[Object location annotation data]
= = =

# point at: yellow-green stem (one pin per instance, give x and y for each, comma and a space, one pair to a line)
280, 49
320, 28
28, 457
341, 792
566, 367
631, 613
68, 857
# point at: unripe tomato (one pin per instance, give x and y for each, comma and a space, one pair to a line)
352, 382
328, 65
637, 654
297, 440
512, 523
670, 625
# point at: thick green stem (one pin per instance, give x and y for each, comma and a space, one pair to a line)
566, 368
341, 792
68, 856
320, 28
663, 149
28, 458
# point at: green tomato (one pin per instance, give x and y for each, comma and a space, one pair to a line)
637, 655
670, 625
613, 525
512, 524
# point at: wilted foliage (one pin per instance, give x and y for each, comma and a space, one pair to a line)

= = =

Quote the entire listing above verbatim, line for line.

_Solution to the exercise_.
# point at: yellow-green stem (one pin per instance, give x and y for each, comma and a space, one pair to a line)
280, 49
320, 28
28, 457
341, 792
566, 367
631, 613
68, 857
# point at: unripe tomato (one pin per instance, give x and y for each, comma and a space, one pair to a line)
352, 382
328, 65
637, 654
297, 440
512, 523
670, 625
# point at: thick green stem (one pin per instance, give x and y for each, comma and a space, one pair to a line)
566, 368
341, 792
68, 856
320, 28
663, 149
28, 458
# point at: green tomato (one pin per instance, give x and y for each, comma and a space, one pair to a line)
637, 655
670, 625
613, 525
512, 524
# point at: wilted foliage (one pin per instance, give x and y for each, comma and a space, one pair to a line)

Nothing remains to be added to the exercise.